-- BEGIN Material for the task --

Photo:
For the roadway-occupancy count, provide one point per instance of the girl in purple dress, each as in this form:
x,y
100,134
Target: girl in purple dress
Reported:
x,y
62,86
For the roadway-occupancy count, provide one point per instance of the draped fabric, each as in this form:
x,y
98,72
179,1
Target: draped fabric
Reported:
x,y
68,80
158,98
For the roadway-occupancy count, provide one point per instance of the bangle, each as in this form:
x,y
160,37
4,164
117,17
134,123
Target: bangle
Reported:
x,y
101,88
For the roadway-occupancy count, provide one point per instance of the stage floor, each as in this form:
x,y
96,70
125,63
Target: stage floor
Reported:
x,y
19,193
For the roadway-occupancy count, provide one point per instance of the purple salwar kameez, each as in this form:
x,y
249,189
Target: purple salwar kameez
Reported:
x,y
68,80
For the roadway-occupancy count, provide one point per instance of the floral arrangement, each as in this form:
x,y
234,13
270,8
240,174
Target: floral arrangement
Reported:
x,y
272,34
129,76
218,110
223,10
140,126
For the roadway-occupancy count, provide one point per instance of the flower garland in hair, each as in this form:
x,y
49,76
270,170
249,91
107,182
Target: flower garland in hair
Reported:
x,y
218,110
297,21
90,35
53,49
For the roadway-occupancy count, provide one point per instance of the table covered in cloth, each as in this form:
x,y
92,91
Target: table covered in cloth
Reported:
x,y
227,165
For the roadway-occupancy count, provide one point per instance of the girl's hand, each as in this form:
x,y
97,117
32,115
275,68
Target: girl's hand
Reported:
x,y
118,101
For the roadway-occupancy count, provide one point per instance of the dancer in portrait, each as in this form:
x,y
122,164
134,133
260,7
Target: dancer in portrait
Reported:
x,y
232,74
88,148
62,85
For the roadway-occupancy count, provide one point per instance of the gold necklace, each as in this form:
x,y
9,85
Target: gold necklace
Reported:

-- END Material for the task --

Output all of the material exactly as written.

Photo:
For the roadway-occupancy count, provide one point per instance of the girl in purple dress, each as in this form:
x,y
100,134
Target: girl in purple dress
Reported:
x,y
62,86
For the roadway-occupancy count, provide one point per instance of the draped fabric, each as in this form:
x,y
98,72
179,1
Target: draped fabric
Reported:
x,y
68,80
158,98
For the roadway-occupancy count, provide one point per instance of the bangle, each as in this form:
x,y
160,37
4,164
117,17
134,123
Target: bangle
Reported:
x,y
101,88
For the roadway-occupancy count, provide one point per instance of the stage floor, each as in this form:
x,y
96,70
125,63
Target: stage floor
Reported:
x,y
19,193
For the roadway-occupancy count, provide one point per instance of the purple salwar kameez, each as in this form:
x,y
249,189
Target: purple salwar kameez
Reported:
x,y
68,80
For the roadway-occupancy count, provide one point per instance of the floral arrangement, each as in this form:
x,y
234,13
270,8
240,174
Target: floral arrangement
Reported:
x,y
272,34
129,76
218,110
223,10
140,126
For the roadway-occupancy count, provide one point per instance of the flower garland in hair, each as in this form:
x,y
49,76
270,170
249,91
107,182
Target: flower garland in hair
Reported:
x,y
218,110
297,21
90,35
53,49
For the roadway-occupancy count, provide one point per instance of the table covered in cloth, each as in this form:
x,y
92,91
Target: table covered in cloth
Reported:
x,y
227,165
For the roadway-occupancy count, provide one point per instance of the girl's hand, each as in this form:
x,y
97,117
32,115
275,68
Target: girl's hand
Reported:
x,y
118,101
For the roadway-occupancy count, provide one point per instance of the dancer in portrait, each as in this form:
x,y
122,164
134,133
260,7
Target: dancer in portrait
Reported:
x,y
232,74
88,148
62,85
For the roadway-occupancy count, provide one point per instance of the gold necklace, each as in this form:
x,y
9,85
Target: gold necklace
Reported:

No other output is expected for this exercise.